■ DOCUMENT EXTRACT
%%
In what amounts to either the biggest international scandal ever caused by a film, or the smartest publicity stunt ever concocted, "The Interview" is due to release right on schedule.  But the message is clear:  We don't negotiate with terrorists.

While this scenario was unfolding, a similar situation (on a much smaller scale) was happening in my own life.  However, "The Interview" is a work of fiction.  Our story is all true.  On Thursday, December 18 at 9:14 pm, I received a barrage of text messages from a family member.  "I strongly recommend that you remove, 'The North Side of Down' from public review.... Others will strike back."

They went on to say that Amanda would lose her guardian, and I would lose all assets including any horses, dogs and vehicle, and face potential jail time. 

Amanda and I had anticipated a reaction like this.  After all, our story unfolds within a volatile, belligerent family.  But we had decided that our message was too important to ignore: That people with disabilities need to have a voice.  That it is important for people to get their affairs in order, to make their wishes known in a legal, undisputable way.  That just because someone is a blood relative, they don't need to be in your life.  That no one has the right to take your happiness.  That real love can withstand anything.

She knows I have a lawyer standing by, and that our manuscript was scrutinized with a fine-toothed comb before release.  As my attorney said, "The truth will set you free."

I waited through most of the texts, which went on and on.  Then I replied with, "You had better treat Amanda with nothing but kindness and respect from now on", and, "Please stop contacting me."

After the texts stop coming in, I looked around at my four dogs, sprawled around the room and panting happily, and wondered how in the heck they qualify as "assets."  Have I missed something?





Wednesday, January 29, 2014

The Sleeping Lion -- Waking Up to Change



Back in 1990 I decided to write a science fiction story called, "The Sleeping Lion" based on an idea that I had.  The story is about a young woman named Kelly who lives with an abusive boyfriend.  She escapes for an evening hike in the mountains to find a meteor hurtling into her path.  It crashes, but then she finds that it's not a meteor.

Of course, as with most of my stories, there has to be an animal with a primary role in the story.  In this one, it is Art, a Somali cat.

I had plenty of experience with some of the subject matter -- including life in Colorado with an abusive boyfriend.  Spending weekends hiking up in the mountains in Estes Park was one of the best experiences I've ever had -- nasty boyfriend notwithstanding.

About five years after the Colorado stint, and when I decided to write the story, I was in Michigan and married.  Unfortunately my taste in men hadn't improved a whole lot.  He was still abusive, only in more subtle (therefore longer-lasting and ultimately more damaging) ways.  Because he was essentially a rocket scientist, I was able to glean some good information from him for the story.

I didn't have any luck in the publishing world at that point, so the book lay inactive for years, until just recently when I dug it out again, rather accidentally.

Though it is a sci-fi story about a crashing meteor, "The Sleeping Lion" is ultimately about relationships, with the central theme being about personal inner strength.  It is a message I keep re-exploring.  I don't seem to consciously realize it, but it appears that my deepest desire is to be strong.  I admire strength which doesn't sacrifice kindness, empathy which doesn't sacrifice dignity.

In reading it, I was happy to note that I have changed, mainly in that there is no way I would now put up with that kind of treatment from anyone.

I knew that my writing skills have also matured, but I still have much to learn.  It is, however, still an entertaining read. 

I especially liked revisiting Art, my long-lost Somali cat, and the trails in Estes Park.  I need to get back there someday.   I hope that, unlike me, they haven't changed too much.
%%
■ YOUR TASK
Copy the blog excerpt above from "After the texts" to "I missed something?", word for word.

■ DATA EXCERPTS
%%
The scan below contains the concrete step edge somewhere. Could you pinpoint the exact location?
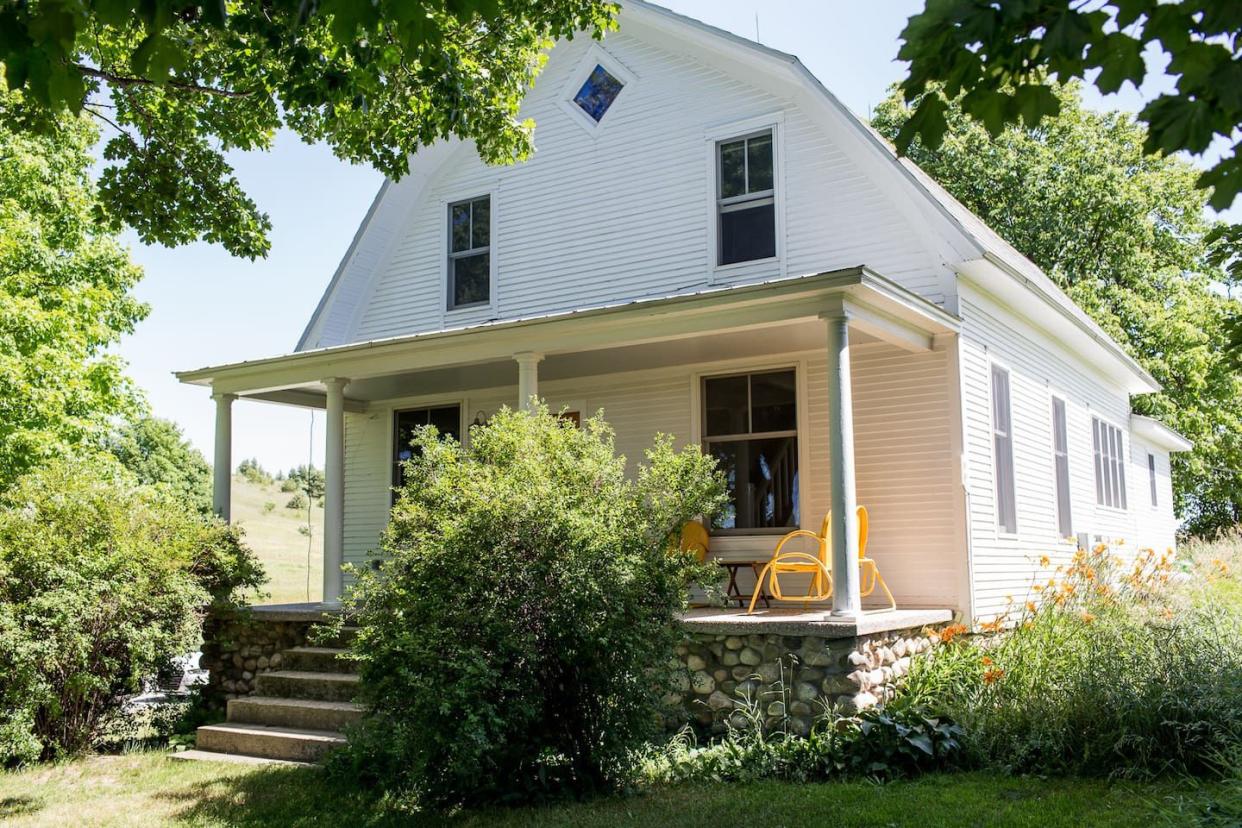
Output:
[229,695,366,713]
[199,721,345,745]
[169,747,318,767]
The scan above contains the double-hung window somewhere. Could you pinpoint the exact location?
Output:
[717,129,776,264]
[703,369,799,533]
[392,405,462,500]
[448,196,492,310]
[1092,417,1125,509]
[992,365,1017,534]
[1052,397,1074,538]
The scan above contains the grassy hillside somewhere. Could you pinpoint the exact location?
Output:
[232,474,323,603]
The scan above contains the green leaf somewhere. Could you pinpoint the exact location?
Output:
[1088,32,1148,94]
[895,93,949,154]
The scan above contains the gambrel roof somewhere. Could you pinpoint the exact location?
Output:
[297,0,1159,394]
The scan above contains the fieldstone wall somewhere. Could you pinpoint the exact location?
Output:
[667,628,939,735]
[199,610,318,710]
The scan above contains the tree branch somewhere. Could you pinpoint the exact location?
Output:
[71,63,255,98]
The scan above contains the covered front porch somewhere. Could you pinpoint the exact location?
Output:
[179,268,969,620]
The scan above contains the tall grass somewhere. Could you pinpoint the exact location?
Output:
[892,533,1242,776]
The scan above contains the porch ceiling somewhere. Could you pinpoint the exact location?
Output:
[176,267,958,410]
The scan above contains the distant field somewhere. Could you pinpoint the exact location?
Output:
[232,474,323,603]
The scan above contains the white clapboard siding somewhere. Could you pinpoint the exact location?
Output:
[960,283,1175,617]
[345,344,965,606]
[345,32,946,345]
[1125,438,1177,554]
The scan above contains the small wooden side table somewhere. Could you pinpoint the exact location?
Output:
[717,561,771,610]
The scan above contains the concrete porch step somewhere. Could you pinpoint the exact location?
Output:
[255,670,358,701]
[229,695,363,731]
[168,749,315,767]
[281,647,354,673]
[311,627,358,647]
[197,721,345,762]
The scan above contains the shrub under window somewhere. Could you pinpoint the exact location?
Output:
[337,408,723,807]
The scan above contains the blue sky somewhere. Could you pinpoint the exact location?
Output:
[119,0,1232,470]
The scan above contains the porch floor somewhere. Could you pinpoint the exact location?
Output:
[251,601,953,638]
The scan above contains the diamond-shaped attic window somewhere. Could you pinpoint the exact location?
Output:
[574,63,625,123]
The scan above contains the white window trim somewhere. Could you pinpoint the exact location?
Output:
[1048,394,1077,546]
[1088,411,1131,515]
[1143,449,1160,511]
[385,394,473,506]
[556,43,638,138]
[440,181,501,328]
[987,358,1022,539]
[689,355,809,538]
[704,110,786,283]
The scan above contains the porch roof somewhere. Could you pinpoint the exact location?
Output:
[176,267,959,410]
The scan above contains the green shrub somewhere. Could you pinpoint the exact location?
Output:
[338,410,724,808]
[893,549,1242,776]
[282,466,327,502]
[0,457,262,763]
[237,457,272,485]
[642,708,964,782]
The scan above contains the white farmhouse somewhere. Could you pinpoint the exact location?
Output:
[179,0,1189,621]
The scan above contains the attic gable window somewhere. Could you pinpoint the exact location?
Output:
[717,129,776,264]
[574,63,625,123]
[448,196,492,310]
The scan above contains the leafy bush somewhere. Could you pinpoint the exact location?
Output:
[642,708,964,782]
[237,457,272,485]
[0,457,262,763]
[107,417,211,515]
[281,466,328,503]
[893,546,1242,776]
[338,410,724,808]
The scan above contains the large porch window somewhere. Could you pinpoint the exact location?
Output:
[392,405,462,491]
[703,370,799,533]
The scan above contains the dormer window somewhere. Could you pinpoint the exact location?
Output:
[717,129,776,264]
[448,196,492,310]
[574,63,625,123]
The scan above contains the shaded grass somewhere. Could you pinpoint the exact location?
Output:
[0,752,1218,828]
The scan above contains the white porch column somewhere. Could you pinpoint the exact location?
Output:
[323,377,349,603]
[211,394,237,523]
[821,309,862,616]
[513,351,543,411]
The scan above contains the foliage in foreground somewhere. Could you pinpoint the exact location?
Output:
[872,86,1242,534]
[0,89,147,492]
[642,708,963,783]
[0,0,616,258]
[893,533,1242,776]
[897,0,1242,210]
[338,408,724,808]
[0,457,262,763]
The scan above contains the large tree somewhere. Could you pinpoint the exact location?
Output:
%%
■ EXERCISE OUTPUT
After the texts stop coming in, I looked around at my four dogs, sprawled around the room and panting happily, and wondered how in the heck they qualify as "assets."  Have I missed something?